PORTLAND, Maine (AP) - A man accused of putting razor blades and screws in pizza dough at supermarkets in Maine and New Hampshire was sentenced Thursday to four years and nine months in federal prison.
The sentencing of Nicholas Mitchell, 39, of Dover, New Hampshire, followed an agreement with prosecutors in which he pleaded guilty in June to one of two counts of tampering with a consumer product. He also must pay nearly $230,000 in restitution to Hannaford Supermarkets.
The hearing proceeded even though Mitchell was recovering from a recent bout of COVID-19 contracted in jail.
Although no one was injured, the crime was dangerous and spread fear in the community, the judge said.
Mitchell tearfully apologized for his actions. He said he did it to get back at the pizza dough company that fired him, not to hurt anybody.
Surveillance video from last year showed him handling pizza dough and loitering around a refrigerated case before exiting the store without buying anything.
Mitchell was arrested in October 2020 after razor blades were found in dough sold at a Hannaford store in Saco, Maine.
Three customers had bought tainted products in Saco and discovered blades hidden inside, prosecutors said. Product tampering also occurred at Hannaford stores in Sanford, Maine, and Dover, New Hampshire, prompting investigations by police departments in those communities, as well.

--------------------------------

ABOUT THIS TASK
Please state the prison sentence given to the man in the pizza dough tampering article.

--------------------------------

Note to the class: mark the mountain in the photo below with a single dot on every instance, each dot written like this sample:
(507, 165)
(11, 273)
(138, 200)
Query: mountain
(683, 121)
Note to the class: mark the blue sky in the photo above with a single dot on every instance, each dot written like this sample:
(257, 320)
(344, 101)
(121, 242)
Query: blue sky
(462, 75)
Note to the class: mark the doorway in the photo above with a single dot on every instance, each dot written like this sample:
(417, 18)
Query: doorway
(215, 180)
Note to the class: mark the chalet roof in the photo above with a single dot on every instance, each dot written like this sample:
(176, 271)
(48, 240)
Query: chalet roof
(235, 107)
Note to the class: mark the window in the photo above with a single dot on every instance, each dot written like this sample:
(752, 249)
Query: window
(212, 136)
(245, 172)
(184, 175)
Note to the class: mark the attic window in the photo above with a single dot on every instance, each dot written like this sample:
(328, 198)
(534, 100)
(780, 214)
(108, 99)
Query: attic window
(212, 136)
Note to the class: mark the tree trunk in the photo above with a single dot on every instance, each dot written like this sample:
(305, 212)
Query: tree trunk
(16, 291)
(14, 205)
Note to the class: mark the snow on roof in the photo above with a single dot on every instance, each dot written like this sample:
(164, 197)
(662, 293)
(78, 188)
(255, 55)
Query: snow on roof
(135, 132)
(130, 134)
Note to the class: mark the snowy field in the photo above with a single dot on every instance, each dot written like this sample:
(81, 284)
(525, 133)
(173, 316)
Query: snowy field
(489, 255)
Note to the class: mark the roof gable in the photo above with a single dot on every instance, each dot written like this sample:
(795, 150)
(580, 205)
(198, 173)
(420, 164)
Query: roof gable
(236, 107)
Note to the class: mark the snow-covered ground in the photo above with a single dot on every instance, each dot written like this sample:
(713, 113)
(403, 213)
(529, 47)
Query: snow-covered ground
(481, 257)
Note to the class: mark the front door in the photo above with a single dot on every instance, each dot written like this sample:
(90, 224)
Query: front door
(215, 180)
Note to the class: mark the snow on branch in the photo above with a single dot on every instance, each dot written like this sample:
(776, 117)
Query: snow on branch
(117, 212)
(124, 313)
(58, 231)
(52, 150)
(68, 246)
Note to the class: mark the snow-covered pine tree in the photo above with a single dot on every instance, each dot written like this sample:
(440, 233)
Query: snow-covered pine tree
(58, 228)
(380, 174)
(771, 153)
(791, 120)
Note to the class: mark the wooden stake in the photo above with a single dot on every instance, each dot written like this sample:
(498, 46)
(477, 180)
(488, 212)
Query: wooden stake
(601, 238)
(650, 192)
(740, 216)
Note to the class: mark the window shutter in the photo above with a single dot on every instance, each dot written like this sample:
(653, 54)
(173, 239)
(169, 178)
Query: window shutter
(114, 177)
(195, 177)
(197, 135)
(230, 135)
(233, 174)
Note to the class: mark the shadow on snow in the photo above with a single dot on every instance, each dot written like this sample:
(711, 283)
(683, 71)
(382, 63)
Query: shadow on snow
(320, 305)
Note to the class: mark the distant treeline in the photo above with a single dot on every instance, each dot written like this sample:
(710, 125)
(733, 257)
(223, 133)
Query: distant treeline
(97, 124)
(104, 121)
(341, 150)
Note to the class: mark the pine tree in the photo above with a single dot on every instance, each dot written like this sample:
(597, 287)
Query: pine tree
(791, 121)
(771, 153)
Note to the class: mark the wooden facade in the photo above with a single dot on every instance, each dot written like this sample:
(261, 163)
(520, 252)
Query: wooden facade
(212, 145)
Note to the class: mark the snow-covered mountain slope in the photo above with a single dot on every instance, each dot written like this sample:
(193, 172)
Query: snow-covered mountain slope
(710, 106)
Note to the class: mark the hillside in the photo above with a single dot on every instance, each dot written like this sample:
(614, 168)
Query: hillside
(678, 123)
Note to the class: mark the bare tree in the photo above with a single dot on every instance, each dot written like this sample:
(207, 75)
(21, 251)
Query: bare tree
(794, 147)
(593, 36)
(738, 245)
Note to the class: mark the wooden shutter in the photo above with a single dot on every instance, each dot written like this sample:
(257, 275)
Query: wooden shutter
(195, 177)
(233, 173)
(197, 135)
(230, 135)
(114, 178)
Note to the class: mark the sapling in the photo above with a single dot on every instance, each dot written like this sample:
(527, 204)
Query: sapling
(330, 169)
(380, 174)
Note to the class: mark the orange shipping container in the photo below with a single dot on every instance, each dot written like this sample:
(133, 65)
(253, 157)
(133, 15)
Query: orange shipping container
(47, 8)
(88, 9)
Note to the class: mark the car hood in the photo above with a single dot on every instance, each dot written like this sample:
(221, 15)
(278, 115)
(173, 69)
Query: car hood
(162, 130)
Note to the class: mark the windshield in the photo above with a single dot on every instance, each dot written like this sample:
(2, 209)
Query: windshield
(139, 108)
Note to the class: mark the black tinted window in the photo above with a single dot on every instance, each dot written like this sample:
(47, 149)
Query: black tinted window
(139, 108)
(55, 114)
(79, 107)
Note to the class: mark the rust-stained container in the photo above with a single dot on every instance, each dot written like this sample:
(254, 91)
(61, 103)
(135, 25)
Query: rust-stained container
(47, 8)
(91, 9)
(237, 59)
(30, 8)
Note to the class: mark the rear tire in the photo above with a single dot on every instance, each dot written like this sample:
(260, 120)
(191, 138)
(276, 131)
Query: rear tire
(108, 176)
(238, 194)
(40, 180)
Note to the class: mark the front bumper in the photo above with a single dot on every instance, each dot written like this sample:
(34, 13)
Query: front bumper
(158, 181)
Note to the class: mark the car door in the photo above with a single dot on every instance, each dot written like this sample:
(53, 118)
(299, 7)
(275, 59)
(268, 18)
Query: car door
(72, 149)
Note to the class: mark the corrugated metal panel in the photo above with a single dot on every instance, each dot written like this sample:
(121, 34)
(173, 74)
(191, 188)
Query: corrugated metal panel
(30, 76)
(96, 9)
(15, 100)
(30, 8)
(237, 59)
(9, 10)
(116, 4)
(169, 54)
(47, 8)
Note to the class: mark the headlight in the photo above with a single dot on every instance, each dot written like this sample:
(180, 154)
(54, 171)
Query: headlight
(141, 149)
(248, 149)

--------------------------------

SOLUTION TO THE PROBLEM
Four years and nine months in federal prison.